- What you will do -
Rewrite the stretch of material from the start through the line containing "[230,274,463,400]", keeping every line, with -99 added to each number in the bounding boxes.
--- BEGIN ---
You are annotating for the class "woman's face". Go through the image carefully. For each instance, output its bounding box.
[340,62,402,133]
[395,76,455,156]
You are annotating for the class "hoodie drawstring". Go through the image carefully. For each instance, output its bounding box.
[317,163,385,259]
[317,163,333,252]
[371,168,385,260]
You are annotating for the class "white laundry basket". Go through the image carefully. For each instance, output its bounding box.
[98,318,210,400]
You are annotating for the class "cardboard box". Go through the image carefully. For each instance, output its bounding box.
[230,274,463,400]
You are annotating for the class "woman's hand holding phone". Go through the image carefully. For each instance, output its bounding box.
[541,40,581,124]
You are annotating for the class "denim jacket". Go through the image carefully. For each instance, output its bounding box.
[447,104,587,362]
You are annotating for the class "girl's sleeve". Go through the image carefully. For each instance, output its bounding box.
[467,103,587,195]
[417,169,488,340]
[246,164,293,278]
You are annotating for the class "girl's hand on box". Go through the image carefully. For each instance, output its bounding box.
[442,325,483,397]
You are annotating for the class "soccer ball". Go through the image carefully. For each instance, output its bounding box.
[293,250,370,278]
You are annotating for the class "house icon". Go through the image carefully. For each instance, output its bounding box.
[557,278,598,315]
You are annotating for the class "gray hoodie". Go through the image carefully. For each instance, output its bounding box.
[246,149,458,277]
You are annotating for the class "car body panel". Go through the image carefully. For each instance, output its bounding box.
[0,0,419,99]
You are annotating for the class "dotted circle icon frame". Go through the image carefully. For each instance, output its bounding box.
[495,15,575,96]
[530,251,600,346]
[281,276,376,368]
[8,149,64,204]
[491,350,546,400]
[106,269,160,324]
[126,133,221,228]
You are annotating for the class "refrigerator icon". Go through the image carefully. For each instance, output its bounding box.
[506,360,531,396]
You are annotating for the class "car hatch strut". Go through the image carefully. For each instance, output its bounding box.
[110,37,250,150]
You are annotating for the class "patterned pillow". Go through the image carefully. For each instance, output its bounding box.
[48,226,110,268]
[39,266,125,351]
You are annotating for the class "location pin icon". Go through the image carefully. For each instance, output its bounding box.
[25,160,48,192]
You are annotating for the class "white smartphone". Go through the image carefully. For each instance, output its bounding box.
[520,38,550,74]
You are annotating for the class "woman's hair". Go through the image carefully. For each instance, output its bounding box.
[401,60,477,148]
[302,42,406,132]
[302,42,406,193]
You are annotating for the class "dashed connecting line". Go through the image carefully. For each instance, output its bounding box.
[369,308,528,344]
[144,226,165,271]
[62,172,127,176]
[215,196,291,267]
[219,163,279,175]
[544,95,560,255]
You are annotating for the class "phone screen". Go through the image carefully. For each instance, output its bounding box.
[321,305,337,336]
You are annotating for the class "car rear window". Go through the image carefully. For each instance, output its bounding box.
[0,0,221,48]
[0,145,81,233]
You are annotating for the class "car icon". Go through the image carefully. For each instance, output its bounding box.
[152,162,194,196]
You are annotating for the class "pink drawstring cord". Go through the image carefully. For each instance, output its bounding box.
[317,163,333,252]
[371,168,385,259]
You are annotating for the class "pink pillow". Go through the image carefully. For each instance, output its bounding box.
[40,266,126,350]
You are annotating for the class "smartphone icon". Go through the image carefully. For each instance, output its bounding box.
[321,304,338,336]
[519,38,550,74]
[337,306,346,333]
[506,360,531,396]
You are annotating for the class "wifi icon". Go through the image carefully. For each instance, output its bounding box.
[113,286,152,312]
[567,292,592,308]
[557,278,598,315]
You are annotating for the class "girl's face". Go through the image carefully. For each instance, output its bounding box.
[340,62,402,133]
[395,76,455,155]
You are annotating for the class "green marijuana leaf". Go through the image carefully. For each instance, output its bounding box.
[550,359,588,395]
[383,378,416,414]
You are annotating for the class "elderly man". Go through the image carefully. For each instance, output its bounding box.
--- END ---
- Exercise answer -
You are annotating for the class "woman's face". Go through the image carefully. For each instance, output its bounding box.
[241,-37,303,34]
[296,-23,356,57]
You are annotating for the class "hoodie drawstring". Go through the image carefully. For each instance, output its bounding box.
[218,64,286,160]
[218,64,234,153]
[272,69,286,161]
You are annotating for the class "white laundry basket". Go through the image carefully. For each instance, output its bounding box.
[-1,219,111,301]
You are annotating for the class "cardboard box". Go through the image carefully. For each instance, output its bounding box.
[131,175,364,301]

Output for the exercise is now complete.